[Excerpts of location labeling data]

....................

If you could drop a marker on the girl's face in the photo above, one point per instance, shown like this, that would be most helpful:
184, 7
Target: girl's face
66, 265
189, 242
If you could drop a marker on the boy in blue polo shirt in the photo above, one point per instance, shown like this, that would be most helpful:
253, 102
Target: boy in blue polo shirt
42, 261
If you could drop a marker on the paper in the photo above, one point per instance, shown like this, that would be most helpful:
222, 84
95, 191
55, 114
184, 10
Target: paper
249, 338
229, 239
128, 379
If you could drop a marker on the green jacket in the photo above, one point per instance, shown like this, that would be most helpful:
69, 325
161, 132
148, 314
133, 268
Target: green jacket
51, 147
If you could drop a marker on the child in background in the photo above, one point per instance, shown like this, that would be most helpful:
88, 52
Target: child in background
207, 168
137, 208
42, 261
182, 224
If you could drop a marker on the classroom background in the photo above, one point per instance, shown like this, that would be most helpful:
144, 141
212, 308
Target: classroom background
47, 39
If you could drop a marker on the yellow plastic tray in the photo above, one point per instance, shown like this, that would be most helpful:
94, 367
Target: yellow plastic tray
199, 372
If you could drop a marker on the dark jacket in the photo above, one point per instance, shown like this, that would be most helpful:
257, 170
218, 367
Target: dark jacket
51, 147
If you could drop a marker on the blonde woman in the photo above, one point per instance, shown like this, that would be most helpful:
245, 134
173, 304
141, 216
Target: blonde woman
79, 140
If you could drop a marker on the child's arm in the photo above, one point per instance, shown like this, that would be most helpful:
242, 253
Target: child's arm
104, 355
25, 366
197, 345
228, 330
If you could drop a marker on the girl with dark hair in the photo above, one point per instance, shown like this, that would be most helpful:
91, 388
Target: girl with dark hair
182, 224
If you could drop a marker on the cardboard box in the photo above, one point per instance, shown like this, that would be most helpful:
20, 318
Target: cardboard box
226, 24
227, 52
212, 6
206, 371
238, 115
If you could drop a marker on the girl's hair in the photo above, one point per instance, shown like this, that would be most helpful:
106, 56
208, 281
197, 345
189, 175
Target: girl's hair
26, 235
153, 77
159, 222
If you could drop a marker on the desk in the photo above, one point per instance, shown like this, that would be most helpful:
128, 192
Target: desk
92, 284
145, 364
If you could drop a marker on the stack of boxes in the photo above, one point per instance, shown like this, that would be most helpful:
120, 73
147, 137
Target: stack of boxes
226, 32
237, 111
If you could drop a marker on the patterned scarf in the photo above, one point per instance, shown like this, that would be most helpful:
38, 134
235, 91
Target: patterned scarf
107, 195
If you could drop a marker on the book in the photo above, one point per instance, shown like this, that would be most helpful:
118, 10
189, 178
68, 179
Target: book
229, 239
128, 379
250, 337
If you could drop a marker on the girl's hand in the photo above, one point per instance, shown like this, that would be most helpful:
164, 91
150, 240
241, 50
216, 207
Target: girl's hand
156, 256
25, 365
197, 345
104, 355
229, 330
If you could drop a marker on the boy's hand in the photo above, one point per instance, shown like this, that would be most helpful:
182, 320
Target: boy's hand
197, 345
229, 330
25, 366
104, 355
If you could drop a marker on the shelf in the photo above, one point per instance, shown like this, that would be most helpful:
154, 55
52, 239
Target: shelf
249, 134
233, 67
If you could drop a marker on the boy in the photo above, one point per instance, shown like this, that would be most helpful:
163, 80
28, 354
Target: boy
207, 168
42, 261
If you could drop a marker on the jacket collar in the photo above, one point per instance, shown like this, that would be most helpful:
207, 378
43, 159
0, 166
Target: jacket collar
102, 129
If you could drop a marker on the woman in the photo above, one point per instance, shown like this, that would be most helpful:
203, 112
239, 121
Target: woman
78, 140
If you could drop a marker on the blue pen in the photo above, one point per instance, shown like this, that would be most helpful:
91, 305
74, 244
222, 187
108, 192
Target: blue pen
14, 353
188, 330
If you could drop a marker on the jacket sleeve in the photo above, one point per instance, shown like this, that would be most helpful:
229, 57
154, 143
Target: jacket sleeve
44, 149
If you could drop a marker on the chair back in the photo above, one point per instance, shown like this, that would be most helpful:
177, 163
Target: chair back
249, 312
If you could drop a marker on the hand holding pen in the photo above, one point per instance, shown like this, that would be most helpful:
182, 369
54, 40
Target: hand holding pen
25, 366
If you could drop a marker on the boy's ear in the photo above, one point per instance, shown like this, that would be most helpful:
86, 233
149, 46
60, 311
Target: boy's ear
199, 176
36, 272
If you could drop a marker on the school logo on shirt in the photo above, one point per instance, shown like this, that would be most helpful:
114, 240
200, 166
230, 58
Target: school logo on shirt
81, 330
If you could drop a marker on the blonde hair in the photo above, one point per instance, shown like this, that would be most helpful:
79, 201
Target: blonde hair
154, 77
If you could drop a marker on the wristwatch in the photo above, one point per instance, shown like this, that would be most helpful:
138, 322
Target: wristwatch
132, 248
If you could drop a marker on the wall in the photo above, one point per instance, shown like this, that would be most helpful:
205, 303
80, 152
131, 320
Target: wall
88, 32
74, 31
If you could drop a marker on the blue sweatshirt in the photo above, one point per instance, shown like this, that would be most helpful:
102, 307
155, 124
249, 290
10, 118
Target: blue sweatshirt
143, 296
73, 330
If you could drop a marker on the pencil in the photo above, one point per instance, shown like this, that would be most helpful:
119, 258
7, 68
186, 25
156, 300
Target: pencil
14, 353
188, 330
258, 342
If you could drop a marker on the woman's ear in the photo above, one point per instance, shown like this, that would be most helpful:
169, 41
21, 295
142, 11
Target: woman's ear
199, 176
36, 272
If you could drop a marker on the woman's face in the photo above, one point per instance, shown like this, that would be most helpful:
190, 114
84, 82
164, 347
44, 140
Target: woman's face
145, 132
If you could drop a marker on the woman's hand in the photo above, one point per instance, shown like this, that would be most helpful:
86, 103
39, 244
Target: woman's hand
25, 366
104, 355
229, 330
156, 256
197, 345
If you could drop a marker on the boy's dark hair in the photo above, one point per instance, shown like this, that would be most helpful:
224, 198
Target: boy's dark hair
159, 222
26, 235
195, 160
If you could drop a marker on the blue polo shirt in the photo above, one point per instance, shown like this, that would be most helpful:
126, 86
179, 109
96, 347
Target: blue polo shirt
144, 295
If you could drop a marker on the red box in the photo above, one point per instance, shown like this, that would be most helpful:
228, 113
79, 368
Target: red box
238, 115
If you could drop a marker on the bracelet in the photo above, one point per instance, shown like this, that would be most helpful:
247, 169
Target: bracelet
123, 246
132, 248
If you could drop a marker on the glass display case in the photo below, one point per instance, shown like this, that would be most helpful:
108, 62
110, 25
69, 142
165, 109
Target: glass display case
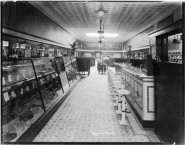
21, 101
47, 72
175, 48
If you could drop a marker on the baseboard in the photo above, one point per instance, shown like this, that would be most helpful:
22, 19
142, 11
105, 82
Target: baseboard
145, 124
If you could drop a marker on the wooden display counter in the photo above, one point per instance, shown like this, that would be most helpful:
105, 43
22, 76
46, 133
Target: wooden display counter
141, 99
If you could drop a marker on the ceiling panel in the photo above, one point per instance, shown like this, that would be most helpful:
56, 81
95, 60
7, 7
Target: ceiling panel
125, 18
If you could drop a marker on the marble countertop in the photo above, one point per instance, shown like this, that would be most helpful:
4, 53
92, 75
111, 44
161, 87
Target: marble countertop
137, 74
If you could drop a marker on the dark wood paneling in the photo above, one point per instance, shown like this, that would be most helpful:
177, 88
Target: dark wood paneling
169, 98
23, 17
165, 22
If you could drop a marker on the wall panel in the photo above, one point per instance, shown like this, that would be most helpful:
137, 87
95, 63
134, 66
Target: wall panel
23, 17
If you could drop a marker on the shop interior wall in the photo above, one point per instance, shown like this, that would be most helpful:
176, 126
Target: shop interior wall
23, 17
142, 39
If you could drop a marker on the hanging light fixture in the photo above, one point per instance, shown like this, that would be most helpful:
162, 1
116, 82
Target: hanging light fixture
101, 12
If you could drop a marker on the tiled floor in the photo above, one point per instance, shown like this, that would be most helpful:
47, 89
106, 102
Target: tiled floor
88, 115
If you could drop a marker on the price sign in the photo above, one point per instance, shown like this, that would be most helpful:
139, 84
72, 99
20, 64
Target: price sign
17, 77
27, 88
3, 80
9, 78
30, 73
21, 91
24, 74
53, 76
13, 94
6, 96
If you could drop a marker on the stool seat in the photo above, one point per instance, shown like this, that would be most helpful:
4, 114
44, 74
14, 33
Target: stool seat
123, 92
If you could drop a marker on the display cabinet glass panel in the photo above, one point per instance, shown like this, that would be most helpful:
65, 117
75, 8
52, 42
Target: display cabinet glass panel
175, 48
49, 81
21, 101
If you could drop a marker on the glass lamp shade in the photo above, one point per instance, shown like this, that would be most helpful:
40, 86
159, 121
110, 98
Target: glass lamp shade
101, 13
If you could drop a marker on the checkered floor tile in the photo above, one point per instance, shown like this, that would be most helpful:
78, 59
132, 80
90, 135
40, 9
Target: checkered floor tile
88, 115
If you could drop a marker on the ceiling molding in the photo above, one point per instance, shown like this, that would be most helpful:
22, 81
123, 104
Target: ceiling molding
127, 18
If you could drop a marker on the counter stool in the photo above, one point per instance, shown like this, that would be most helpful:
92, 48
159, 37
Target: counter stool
118, 86
123, 93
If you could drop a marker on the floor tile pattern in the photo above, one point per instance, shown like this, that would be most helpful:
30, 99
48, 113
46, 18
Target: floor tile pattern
88, 115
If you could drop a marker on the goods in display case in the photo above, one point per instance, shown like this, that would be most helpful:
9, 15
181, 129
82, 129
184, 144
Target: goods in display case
21, 101
48, 79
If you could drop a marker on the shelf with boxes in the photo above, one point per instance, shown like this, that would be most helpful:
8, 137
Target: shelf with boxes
30, 87
31, 83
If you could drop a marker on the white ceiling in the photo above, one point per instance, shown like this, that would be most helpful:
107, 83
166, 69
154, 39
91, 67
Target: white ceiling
125, 18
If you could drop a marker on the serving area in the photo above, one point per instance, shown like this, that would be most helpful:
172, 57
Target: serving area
141, 98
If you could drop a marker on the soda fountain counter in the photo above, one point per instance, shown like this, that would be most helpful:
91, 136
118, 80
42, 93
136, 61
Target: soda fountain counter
141, 86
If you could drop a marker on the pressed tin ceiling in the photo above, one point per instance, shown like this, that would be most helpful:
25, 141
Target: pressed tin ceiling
124, 18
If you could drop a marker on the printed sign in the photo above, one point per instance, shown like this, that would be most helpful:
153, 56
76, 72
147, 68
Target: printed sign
6, 96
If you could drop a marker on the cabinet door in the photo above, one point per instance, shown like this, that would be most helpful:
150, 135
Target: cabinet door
21, 101
47, 72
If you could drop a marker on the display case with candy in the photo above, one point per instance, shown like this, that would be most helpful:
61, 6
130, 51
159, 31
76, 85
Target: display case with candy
21, 101
49, 81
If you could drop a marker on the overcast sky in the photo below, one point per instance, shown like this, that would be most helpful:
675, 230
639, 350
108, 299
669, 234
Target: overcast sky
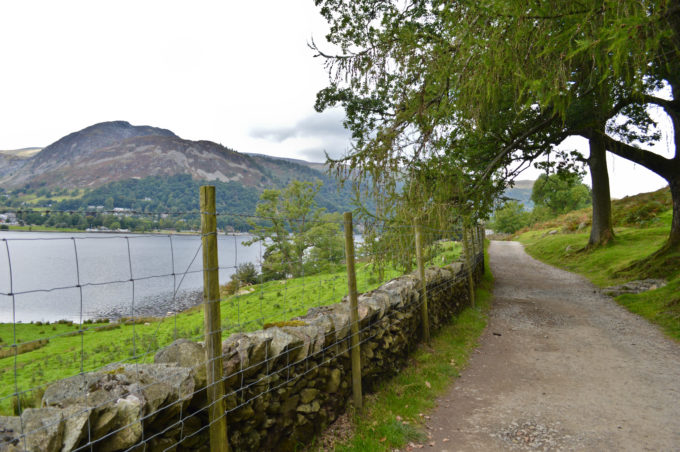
237, 73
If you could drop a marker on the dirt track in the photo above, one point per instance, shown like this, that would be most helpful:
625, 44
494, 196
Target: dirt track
560, 367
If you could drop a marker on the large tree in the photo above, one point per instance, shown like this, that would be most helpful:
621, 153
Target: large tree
414, 75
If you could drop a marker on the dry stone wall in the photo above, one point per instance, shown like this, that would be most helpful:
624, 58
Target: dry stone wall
283, 384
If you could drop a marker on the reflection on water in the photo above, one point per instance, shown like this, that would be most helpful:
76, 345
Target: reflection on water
65, 275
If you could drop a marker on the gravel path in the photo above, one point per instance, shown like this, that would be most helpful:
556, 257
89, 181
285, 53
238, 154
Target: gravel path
560, 367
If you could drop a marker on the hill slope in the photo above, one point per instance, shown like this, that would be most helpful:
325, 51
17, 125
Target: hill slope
142, 166
642, 223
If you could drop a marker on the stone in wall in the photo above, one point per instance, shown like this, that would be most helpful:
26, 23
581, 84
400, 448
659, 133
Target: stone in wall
283, 384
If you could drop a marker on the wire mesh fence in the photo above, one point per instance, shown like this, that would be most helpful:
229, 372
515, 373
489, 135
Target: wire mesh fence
101, 340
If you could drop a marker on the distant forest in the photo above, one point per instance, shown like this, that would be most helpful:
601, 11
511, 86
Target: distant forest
175, 195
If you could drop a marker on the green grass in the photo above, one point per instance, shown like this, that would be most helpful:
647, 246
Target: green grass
94, 346
392, 416
603, 265
631, 256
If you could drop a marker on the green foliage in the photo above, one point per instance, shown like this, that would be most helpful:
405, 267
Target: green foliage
637, 253
414, 390
245, 274
560, 193
160, 194
104, 342
295, 226
510, 218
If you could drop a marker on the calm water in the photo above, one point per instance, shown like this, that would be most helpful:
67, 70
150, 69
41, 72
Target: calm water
45, 273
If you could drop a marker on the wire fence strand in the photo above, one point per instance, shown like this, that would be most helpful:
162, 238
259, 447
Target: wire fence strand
284, 323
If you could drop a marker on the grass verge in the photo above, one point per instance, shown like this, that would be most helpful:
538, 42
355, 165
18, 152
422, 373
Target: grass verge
619, 262
393, 416
53, 351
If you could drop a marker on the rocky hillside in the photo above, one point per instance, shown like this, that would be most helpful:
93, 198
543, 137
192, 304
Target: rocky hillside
117, 150
150, 169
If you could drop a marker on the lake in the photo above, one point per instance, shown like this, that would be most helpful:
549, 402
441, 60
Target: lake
76, 276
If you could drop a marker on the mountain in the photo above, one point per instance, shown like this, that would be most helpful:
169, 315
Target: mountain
132, 163
521, 192
113, 151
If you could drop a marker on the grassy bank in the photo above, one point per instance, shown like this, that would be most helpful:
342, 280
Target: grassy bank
74, 348
629, 257
393, 416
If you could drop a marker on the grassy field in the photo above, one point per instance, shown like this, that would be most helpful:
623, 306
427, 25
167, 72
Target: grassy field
74, 348
631, 256
393, 416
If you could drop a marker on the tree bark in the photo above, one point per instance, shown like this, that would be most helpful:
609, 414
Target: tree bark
602, 230
674, 237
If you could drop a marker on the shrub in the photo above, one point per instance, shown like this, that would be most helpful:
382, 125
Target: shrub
245, 274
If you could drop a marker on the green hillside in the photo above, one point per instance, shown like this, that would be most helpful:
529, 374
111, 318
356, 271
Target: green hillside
641, 225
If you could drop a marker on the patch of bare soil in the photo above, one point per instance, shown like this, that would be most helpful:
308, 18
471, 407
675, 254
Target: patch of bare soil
560, 367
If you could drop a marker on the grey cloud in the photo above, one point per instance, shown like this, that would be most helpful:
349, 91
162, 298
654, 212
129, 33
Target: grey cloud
324, 126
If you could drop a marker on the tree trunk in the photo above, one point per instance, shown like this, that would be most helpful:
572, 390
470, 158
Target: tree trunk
674, 237
602, 230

....................

• [WHAT NEEDS TO BE DONE] Set down nothing but the lines from the one with "If you could drop a marker on the grass verge" through the end of the records, keeping each line exactly as written and including both ends.

• [OUTPUT OF THE EXERCISE]
If you could drop a marker on the grass verge in the photo above, one point per instance, shown like this, that would be most helpful:
538, 42
355, 165
18, 152
422, 373
Target: grass verge
619, 262
393, 416
53, 351
If you could drop a marker on the rocky hillside in the photo above, one point per instance, shown like this, that would be most helpful:
93, 198
543, 137
192, 304
Target: rocky hillside
117, 150
150, 169
If you could drop a marker on the lake in the photo above, one point per instance, shown like this, that would be most helpful:
549, 402
441, 60
Target: lake
76, 276
If you could drop a marker on the mountain in the photo above, one point per instance, shown like this, that would be most helpful:
169, 315
Target: mountain
132, 163
521, 192
113, 151
If you could drop a marker on the grassy bank in the photo above, one point per instance, shown like this, that would be most helpful:
342, 280
Target: grassy bank
74, 348
629, 257
393, 416
If you could drop a marker on the grassy field in the photo above, one point per instance, shown like this, that would be most helpful:
623, 306
427, 25
167, 72
Target: grassy field
74, 348
631, 256
393, 416
If you could drop a marker on the tree bark in the photo above, one point per instance, shown like this, that would be most helpful:
609, 414
Target: tree bark
602, 230
674, 237
If you could drop a marker on the shrub in the photo above, one point per instance, shown like this, that would be most helpful:
382, 125
Target: shrub
245, 274
If you could drop a marker on the green hillside in the photo above, one point per instance, shown like this, that would be most helpful:
529, 374
111, 318
356, 271
Target: green hillside
641, 225
If you could drop a marker on the patch of bare soil in the photo above, one point per instance, shown like this, that would be most helpful:
308, 18
471, 407
675, 254
Target: patch of bare soil
560, 367
If you could drop a marker on the grey cloud in the photo above, one point per instance, shown like this, that would be most helpful:
349, 91
162, 298
654, 212
129, 33
Target: grey cloud
324, 126
If you could drop a marker on the tree trunk in the photo above, one point per instance, shown like this, that would be most helpful:
572, 390
470, 158
Target: tree trunk
674, 237
602, 230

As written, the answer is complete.